- **Dataset content**
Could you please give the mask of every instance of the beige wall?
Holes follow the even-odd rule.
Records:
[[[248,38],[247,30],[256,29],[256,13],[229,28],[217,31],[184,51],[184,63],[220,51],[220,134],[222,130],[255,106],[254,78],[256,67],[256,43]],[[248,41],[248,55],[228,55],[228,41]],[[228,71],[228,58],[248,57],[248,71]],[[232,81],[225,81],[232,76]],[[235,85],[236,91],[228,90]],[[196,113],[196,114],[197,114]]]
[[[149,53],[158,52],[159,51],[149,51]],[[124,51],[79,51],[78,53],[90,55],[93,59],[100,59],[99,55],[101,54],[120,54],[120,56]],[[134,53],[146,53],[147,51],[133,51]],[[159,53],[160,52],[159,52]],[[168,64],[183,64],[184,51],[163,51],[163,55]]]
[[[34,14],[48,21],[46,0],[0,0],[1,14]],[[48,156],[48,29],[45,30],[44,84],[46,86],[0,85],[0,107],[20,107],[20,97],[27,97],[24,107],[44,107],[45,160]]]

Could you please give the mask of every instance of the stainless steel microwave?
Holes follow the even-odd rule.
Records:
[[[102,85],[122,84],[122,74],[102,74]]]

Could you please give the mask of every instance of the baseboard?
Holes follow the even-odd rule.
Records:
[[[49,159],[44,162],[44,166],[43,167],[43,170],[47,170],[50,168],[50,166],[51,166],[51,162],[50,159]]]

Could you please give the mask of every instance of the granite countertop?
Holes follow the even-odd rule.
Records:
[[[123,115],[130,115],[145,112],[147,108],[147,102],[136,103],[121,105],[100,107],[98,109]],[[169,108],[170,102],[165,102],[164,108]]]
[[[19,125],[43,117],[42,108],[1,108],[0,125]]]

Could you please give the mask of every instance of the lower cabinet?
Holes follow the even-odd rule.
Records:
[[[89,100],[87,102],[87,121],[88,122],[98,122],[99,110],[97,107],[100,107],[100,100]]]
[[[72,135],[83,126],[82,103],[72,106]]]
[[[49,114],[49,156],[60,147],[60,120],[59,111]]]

- **Exercise task**
Reproduce every row above verbatim, keeping each character, bracket, and coordinate unchanged.

- **Written response**
Could you please give the mask of every instance of the beige wall?
Holes follow the even-odd rule.
Records:
[[[248,38],[247,30],[256,29],[256,13],[229,28],[217,31],[184,51],[184,63],[220,51],[220,134],[222,130],[255,106],[254,78],[256,67],[256,43]],[[248,41],[248,55],[228,55],[228,41]],[[228,71],[228,58],[248,57],[248,71]],[[232,81],[225,81],[232,76]],[[235,85],[236,91],[228,90]],[[196,113],[196,114],[197,114]]]
[[[149,53],[158,52],[159,51],[149,51]],[[124,51],[79,51],[78,53],[90,55],[93,59],[100,59],[99,55],[101,54],[120,54],[120,56]],[[134,53],[146,53],[147,51],[133,51]],[[159,53],[160,52],[159,52]],[[168,64],[183,64],[184,51],[163,51],[163,55]]]
[[[34,14],[48,21],[46,0],[0,0],[1,14]],[[48,156],[48,29],[45,30],[44,84],[46,86],[0,85],[0,107],[20,107],[20,97],[27,97],[24,107],[44,107],[45,160]]]

Could you please give the mask of every instance of the stainless steel microwave?
Holes follow the even-odd rule.
Records:
[[[102,85],[122,84],[122,74],[102,74]]]

Could you please give the mask of every instance of the baseboard?
Holes follow the even-odd rule.
Records:
[[[49,159],[44,162],[44,166],[43,167],[43,170],[47,170],[50,168],[50,166],[51,166],[51,162],[50,159]]]

Could you please give the mask of every instance of the granite countertop?
Holes follow the even-odd rule.
Records:
[[[123,115],[130,115],[145,112],[147,108],[147,102],[136,103],[121,105],[100,107],[98,109]],[[169,108],[170,102],[165,102],[164,108]]]
[[[19,125],[43,117],[42,108],[1,108],[0,125]]]

Could you please give the mask of every instance of the lower cabinet?
Holes follow the even-odd rule.
Records:
[[[89,100],[87,102],[87,121],[88,122],[98,122],[99,110],[97,107],[100,107],[100,100]]]
[[[72,135],[83,126],[82,103],[72,106]]]
[[[49,114],[49,156],[60,147],[60,120],[59,111]]]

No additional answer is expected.